WORK TO BE COMPLETED: Set down exactly the lines running from the line with "Where can you find the small" to the end of the listing below, both ends included.

── THE DATA ──

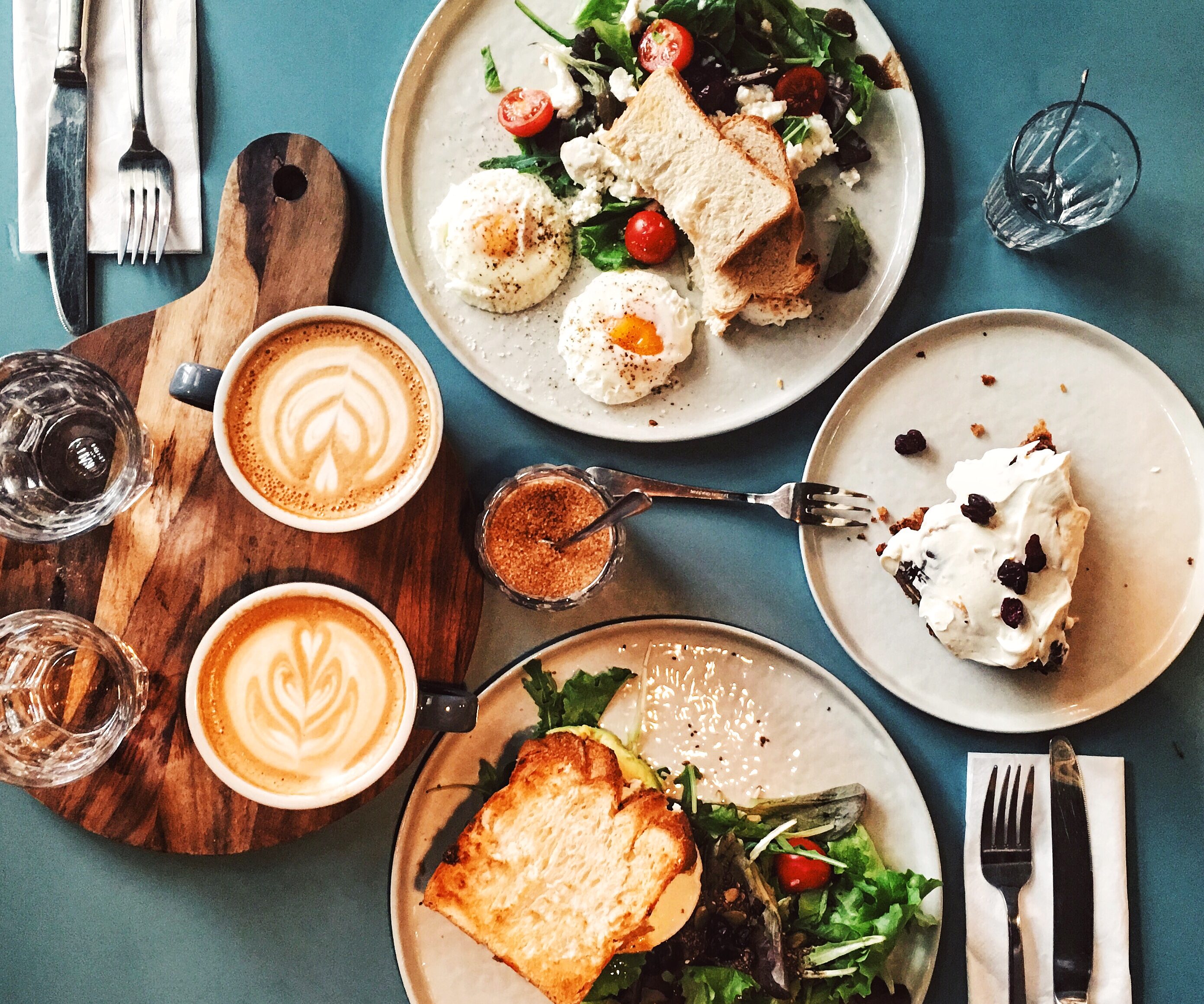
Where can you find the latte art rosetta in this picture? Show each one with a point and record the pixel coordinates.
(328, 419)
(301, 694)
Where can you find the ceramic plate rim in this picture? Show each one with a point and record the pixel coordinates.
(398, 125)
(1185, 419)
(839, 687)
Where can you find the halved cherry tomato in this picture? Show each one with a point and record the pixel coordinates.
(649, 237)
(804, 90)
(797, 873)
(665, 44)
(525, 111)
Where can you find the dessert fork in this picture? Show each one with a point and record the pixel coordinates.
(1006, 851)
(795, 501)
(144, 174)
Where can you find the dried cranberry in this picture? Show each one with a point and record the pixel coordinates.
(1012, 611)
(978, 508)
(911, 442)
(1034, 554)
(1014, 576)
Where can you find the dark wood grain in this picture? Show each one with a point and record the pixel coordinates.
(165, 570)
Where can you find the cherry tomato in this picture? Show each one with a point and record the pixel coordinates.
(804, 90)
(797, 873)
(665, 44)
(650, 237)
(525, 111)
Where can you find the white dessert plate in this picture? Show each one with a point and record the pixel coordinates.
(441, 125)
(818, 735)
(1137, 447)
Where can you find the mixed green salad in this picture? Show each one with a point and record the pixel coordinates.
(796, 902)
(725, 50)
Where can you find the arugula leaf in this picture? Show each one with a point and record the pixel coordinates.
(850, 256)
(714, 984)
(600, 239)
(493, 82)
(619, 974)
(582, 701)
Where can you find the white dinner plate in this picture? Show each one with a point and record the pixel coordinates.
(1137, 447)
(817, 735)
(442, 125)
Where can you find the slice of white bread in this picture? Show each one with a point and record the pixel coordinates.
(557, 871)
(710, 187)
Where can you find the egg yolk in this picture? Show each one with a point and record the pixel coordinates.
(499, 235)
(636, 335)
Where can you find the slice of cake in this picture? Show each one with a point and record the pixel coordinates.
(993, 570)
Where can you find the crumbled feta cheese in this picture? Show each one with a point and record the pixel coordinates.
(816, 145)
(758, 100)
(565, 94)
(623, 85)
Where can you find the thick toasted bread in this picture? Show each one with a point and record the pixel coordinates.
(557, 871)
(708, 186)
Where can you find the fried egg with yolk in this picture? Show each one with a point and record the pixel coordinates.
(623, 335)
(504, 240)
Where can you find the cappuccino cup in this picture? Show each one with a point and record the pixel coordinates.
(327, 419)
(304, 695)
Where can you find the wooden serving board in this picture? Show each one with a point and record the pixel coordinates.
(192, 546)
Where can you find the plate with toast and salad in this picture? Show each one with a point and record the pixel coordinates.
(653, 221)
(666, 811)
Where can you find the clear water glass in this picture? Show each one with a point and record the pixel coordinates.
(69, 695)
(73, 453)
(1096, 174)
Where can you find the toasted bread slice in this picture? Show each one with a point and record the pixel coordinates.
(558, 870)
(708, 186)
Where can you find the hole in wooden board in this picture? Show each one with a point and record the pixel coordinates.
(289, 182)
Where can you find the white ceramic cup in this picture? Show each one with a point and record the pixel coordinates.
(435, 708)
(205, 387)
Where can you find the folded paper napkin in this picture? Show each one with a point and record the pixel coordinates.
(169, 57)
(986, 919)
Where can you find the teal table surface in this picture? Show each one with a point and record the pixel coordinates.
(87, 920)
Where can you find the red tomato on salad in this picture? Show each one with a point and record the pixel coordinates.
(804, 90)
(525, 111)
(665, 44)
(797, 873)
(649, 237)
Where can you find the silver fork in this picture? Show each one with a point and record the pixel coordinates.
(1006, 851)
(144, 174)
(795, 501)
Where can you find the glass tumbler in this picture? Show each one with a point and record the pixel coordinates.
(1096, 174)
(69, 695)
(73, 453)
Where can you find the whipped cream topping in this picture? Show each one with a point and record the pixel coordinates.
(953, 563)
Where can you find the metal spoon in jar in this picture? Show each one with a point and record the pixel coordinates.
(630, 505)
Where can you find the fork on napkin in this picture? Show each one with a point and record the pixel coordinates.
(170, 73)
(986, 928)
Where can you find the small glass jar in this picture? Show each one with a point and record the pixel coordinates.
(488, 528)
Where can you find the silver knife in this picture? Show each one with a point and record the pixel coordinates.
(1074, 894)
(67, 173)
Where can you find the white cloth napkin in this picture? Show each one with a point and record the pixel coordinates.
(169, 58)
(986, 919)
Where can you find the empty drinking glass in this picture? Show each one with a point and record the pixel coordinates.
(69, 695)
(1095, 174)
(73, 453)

───

SOLUTION TO THIS TASK:
Where can you find the small glass jar in this picture? Show each one with a point and record the pixel coordinates.
(488, 528)
Where can you find the silver knife in this picture? Show each one with a point and record the pixel coordinates.
(1074, 894)
(67, 173)
Where can you find the white cloth napkin in this picture? Show each one with a point and record the pixel coordinates.
(169, 58)
(986, 919)
Where can you find the empty drinking glass in this picture? Show each one with a point and record the pixel coordinates.
(69, 695)
(1095, 174)
(73, 453)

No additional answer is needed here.